# start of Text provided
But it can also seem like an Eighties period piece. Everything about Rollins’ projects seems instinctively wrong to modern eyes, with his paternalist role as a teacher/mentor and his forays into the commercial gallery system.

Yet everything about the project is also weirdly compelling and successful, it worked. Rollins himself is a hilarious showman who spent a week in the Talbot Rice Gallery working with local young people and who gave an artist’s talk in Edinburgh that looked and sounded like a revivalist prayer meeting.

The art that Rollins and KOS produce is astonishingly beautiful, taking sacred texts of literature from Shakespeare to Kafka and creating large-scale paintings on top of the words and with the ideas. There are number of major paintings from the Eighties and Nineties on show and they have more than survived the test of time.

Time is out of joint too, at the Collective Gallery where Glasgow artist Mick Peter’s show Liars And Lying revives interest in the little known British novelist BS Johnson. Johnson was an experimental writer, whose disenchantment with conventional fictional structures never quite transformed itself into radical innovation. He died in 1973 at the age of 40.
# end of Text provided
# start of Given data
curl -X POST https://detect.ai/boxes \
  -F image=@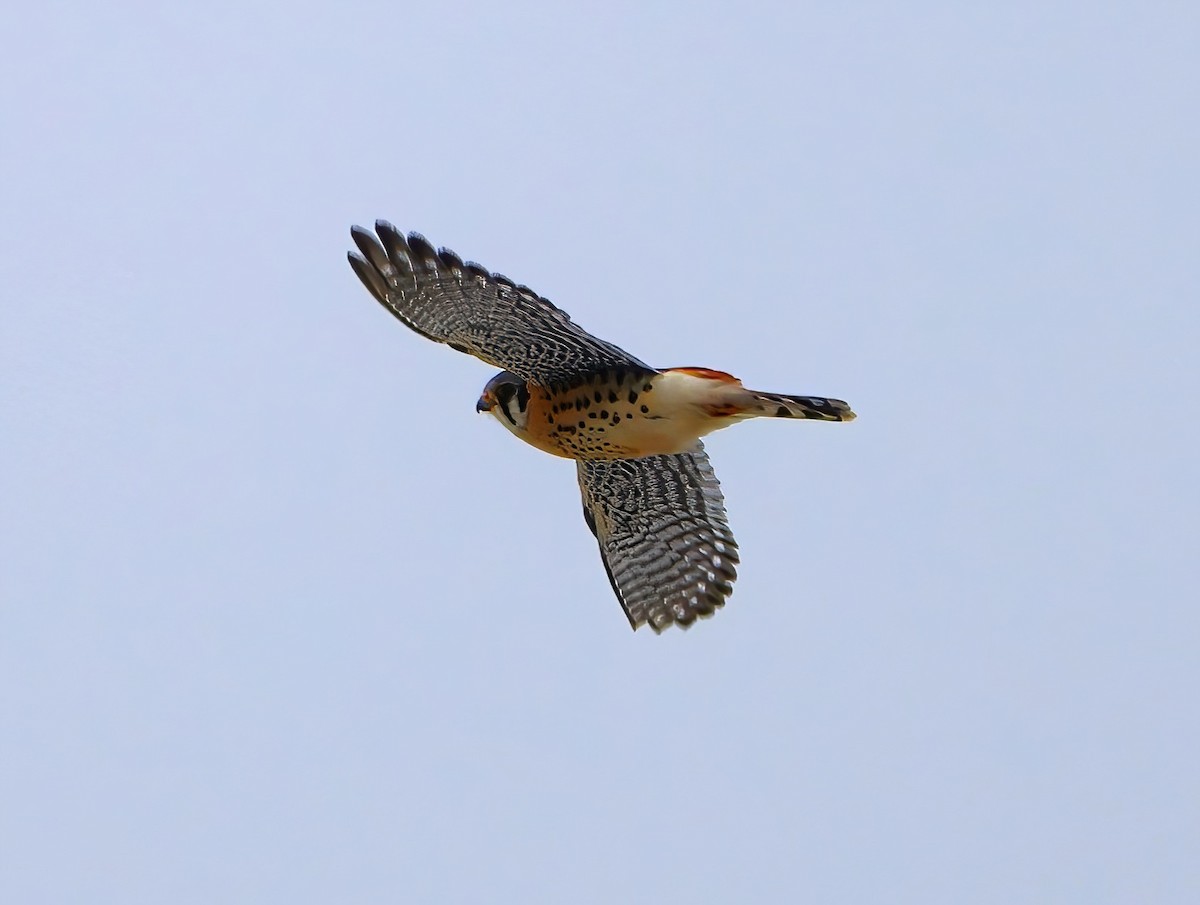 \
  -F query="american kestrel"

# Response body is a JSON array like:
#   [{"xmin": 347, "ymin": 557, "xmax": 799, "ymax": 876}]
[{"xmin": 348, "ymin": 220, "xmax": 854, "ymax": 633}]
# end of Given data
• [Tasks to perform]:
A) Reproduce the exhibition review word for word, everything from "But it can also" down to "commercial gallery system.".
B) Which people does the exhibition review mention by name? List every one.
C) Extend the exhibition review past its final sentence.

• [Answers given]:
A)
But it can also seem like an Eighties period piece. Everything about Rollins’ projects seems instinctively wrong to modern eyes, with his paternalist role as a teacher/mentor and his forays into the commercial gallery system.

B) Rollins, Shakespeare, Kafka, Mick Peter, BS Johnson

C)
Yet, the short film he wrote, Paradigm, in 1969, which is showing at the Collective now seems so prescient, I find myself almost believing that Johnson is a recent invention of the artist. It’s a film about ageing, in a personal sense and in a cultural sense. The older you get, the more you know, the harder it is to say anything at all.

Peter matches this counsel of despair, with a witty and impressive gallery show that plays on image and object, surface and depth; with plaster clad walls and drawings that are sculptures, or sculptures of drawings. It’s a complicated position: art has nothing to say any more, but let’s talk about it anyway.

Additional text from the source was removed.